All the data must come back unchanged, except that pictures are left out.

* Begin EXCERPTED RECORDS *

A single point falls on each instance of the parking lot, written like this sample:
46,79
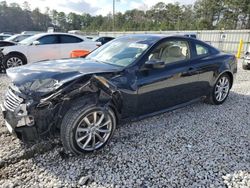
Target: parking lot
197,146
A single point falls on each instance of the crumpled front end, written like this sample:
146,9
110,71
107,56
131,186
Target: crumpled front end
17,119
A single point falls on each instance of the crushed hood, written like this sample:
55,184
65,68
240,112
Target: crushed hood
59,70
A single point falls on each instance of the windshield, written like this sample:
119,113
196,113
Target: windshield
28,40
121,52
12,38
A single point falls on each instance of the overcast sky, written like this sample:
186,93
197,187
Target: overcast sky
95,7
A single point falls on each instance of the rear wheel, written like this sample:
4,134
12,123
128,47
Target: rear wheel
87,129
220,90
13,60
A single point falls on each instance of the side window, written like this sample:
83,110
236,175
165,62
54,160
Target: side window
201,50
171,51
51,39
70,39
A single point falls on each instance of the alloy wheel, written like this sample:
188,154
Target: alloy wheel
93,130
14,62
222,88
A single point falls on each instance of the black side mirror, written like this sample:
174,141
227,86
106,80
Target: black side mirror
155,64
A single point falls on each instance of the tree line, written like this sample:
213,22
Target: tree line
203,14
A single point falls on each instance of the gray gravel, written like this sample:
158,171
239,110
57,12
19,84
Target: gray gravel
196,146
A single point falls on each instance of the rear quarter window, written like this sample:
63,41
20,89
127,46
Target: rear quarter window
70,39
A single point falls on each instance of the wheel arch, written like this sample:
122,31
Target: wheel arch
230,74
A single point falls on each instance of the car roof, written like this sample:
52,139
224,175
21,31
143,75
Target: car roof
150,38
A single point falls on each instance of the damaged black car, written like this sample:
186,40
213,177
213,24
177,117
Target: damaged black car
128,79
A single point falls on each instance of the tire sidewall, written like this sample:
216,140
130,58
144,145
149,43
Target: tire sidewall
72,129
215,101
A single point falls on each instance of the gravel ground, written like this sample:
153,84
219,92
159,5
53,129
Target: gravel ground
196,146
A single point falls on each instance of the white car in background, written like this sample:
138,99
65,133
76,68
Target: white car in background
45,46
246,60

* End EXCERPTED RECORDS *

● **OUTPUT OF THE EXERCISE**
A single point falls on each instance of the parking lot, written like this sample:
46,79
Target: parking lot
197,146
A single point falls on each instance of the crumpled front end, written like this sample:
146,9
110,71
107,56
131,186
Target: crumpled front end
17,119
A single point falls on each instance of the crushed hood, written like this sample:
55,184
65,68
240,112
Target: crushed hood
59,70
A single point falls on each instance of the windshield, written like this sample:
119,113
196,113
Target: windshield
28,40
121,52
12,38
A single point falls on each instance of the overcast sky, written like this sample:
186,93
197,187
Target: overcast sky
95,7
A single point falls on each instance of the rear wheel, written like this sample:
4,134
12,123
128,47
Target: rear wheel
87,129
220,90
13,60
A single point falls on each instance of the side window, written like this sample:
83,110
236,175
165,62
54,160
Target: side window
201,50
171,51
51,39
70,39
A single point falls on each instance of the alloy wheel, written like this sample:
188,154
Target: alloy wheel
93,130
14,62
222,88
A single point falls on each instance of the black side mirror, written like this sample:
174,141
227,86
106,80
Target: black side mirror
155,64
A single point falls on each instance of the tree line, written like this sample:
213,22
Target: tree line
203,14
A single point falls on each instance of the gray gravel, written like this sample:
158,171
239,110
57,12
19,84
Target: gray gravel
196,146
A single point falls on each instance of the rear quarter window, written like this sample:
63,41
20,89
127,46
Target: rear quarter window
70,39
A single point falls on each instance of the wheel arch, written like this sample:
122,31
Target: wheel arch
230,74
A single point falls on each instance of the car roof, written like this sample:
52,139
224,175
21,31
143,75
Target: car roof
150,38
A single point falls on each instance of the damaged black car, written like this sample:
186,40
213,177
213,24
177,117
Target: damaged black car
128,79
A single point falls on each instance of the tire sidewall, written like this sample:
216,140
130,58
144,145
149,43
Target: tire sidewall
72,129
215,101
A single point falls on each instance of the gravel ground, written like this sample:
153,84
219,92
159,5
53,129
Target: gravel ground
196,146
A single point falls on each instance of the white car in background, written like this sample:
138,99
65,133
76,68
Target: white car in background
45,46
246,60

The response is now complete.